* [What to work on] Report every line below that contains the string "coat", matching case exactly.

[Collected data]
◇ ◇ ◇ ◇ ◇ ◇ ◇

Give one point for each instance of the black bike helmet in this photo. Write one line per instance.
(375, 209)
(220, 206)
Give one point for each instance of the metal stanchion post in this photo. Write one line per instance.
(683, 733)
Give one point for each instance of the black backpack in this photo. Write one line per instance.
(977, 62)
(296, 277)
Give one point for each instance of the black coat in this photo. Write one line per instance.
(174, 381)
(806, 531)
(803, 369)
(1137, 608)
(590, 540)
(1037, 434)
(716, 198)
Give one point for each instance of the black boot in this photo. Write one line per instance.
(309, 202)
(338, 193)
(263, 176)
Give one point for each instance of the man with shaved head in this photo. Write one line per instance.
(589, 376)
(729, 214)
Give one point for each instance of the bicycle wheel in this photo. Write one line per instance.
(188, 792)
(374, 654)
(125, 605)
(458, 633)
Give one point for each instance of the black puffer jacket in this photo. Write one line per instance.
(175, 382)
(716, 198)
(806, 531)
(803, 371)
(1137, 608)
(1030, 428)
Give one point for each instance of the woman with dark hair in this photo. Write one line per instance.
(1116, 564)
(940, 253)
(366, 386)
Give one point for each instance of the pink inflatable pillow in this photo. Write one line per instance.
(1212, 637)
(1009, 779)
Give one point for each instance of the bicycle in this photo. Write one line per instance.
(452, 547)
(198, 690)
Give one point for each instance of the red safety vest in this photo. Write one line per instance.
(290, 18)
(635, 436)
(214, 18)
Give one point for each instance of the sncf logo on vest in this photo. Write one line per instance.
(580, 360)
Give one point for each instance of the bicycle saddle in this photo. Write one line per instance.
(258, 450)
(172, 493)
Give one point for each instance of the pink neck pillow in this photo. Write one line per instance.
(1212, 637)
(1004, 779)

◇ ◇ ◇ ◇ ◇ ◇ ◇

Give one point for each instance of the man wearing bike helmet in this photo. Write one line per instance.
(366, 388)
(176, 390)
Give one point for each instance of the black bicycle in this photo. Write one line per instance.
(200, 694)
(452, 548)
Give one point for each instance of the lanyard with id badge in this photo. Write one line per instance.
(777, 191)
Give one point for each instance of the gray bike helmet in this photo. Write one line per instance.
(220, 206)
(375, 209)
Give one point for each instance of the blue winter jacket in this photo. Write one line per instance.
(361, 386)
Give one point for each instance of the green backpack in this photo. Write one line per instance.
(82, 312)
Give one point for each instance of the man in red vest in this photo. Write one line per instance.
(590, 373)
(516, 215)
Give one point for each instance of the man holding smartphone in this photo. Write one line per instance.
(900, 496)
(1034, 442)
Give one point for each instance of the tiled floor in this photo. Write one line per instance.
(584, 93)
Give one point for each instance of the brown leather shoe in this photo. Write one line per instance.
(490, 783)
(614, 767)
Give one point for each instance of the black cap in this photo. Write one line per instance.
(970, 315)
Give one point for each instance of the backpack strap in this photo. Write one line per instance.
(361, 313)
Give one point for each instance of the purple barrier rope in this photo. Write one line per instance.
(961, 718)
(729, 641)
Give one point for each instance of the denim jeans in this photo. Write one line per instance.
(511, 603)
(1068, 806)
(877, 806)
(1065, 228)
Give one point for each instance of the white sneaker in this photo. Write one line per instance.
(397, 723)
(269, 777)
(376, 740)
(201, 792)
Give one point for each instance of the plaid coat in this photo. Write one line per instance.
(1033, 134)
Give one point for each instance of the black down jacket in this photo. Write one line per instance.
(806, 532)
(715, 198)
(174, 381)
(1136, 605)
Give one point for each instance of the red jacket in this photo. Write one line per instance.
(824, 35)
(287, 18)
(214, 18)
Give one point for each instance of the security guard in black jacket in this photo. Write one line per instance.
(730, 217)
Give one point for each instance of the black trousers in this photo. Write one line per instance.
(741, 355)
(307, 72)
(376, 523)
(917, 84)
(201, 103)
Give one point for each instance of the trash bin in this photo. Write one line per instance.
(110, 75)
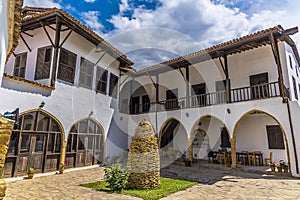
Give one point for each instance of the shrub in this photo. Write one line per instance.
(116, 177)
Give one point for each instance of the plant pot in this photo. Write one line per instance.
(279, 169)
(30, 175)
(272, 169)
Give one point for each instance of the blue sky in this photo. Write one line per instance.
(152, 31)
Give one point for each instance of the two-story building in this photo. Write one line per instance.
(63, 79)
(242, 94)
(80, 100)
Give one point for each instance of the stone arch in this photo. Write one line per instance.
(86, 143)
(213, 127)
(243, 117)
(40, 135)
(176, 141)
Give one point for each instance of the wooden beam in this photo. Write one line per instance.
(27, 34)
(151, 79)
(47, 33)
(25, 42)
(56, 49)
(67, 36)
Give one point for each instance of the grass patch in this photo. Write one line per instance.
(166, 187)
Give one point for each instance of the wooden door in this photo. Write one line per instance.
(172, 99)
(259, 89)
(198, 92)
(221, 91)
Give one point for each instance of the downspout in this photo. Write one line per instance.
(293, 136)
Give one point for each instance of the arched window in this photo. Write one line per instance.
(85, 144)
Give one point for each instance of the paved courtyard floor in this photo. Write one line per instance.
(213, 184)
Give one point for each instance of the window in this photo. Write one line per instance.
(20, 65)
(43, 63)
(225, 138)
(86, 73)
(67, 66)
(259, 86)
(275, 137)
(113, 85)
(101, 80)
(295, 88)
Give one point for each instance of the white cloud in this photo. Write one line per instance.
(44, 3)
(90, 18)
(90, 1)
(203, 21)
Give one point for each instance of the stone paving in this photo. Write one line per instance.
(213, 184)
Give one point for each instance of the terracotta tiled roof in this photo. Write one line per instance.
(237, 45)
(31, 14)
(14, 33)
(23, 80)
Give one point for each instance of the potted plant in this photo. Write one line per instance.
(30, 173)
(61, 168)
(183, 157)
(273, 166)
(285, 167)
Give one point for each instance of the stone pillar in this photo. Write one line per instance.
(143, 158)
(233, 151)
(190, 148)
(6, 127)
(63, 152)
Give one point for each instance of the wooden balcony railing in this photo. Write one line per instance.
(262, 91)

◇ ◇ ◇ ◇ ◇ ◇ ◇

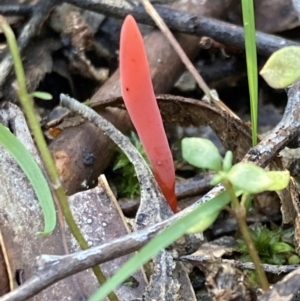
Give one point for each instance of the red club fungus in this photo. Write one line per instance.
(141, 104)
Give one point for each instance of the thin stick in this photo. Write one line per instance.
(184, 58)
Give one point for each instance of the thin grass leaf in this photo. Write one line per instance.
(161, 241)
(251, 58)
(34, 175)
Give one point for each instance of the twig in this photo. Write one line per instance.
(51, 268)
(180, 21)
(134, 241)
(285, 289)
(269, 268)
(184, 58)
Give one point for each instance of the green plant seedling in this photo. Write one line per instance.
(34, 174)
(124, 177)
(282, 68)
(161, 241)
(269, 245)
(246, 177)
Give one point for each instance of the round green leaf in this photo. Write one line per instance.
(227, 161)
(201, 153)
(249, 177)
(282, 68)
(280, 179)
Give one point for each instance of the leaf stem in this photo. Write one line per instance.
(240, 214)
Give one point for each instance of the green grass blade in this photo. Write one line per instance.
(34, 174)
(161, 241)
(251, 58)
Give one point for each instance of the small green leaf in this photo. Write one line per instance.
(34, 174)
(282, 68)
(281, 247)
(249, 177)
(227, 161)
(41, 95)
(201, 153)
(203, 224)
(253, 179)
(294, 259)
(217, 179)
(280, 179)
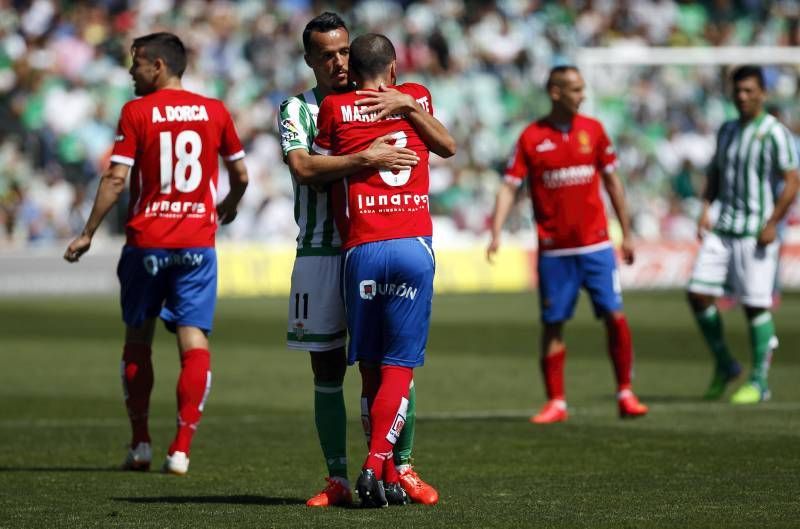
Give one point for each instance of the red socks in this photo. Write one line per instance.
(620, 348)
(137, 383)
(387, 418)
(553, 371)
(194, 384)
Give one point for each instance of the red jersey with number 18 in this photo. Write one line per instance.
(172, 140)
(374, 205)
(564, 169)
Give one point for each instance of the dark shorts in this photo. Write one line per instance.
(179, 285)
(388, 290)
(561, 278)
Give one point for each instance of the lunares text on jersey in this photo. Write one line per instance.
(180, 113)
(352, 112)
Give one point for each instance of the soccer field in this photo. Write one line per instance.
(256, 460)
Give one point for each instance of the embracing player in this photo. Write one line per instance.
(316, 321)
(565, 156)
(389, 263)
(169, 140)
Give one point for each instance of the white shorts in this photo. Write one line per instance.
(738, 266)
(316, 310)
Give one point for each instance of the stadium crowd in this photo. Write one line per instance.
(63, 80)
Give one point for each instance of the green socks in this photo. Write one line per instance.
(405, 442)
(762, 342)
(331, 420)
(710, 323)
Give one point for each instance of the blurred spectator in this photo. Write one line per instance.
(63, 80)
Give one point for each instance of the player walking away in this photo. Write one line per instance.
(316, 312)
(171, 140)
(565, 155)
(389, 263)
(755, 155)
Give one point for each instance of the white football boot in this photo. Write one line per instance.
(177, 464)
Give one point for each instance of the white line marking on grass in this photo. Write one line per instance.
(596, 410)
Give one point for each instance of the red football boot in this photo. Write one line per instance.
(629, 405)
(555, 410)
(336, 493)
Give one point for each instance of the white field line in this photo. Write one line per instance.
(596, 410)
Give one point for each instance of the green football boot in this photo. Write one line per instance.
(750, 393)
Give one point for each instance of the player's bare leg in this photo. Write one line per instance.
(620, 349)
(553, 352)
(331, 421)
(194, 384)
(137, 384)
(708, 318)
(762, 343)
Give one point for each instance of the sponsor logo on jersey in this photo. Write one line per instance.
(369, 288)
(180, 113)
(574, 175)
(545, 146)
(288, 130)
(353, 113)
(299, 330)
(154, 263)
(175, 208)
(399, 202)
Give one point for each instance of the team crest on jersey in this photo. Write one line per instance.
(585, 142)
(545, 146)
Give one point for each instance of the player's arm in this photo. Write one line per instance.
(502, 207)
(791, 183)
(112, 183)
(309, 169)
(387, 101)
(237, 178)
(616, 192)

◇ ◇ ◇ ◇ ◇ ◇ ◇

* [Written response]
Give one point for each instance of the black coat in this photo. Write one line per instance.
Give one point for each instance of the plaid coat in this photo. Write one line per instance.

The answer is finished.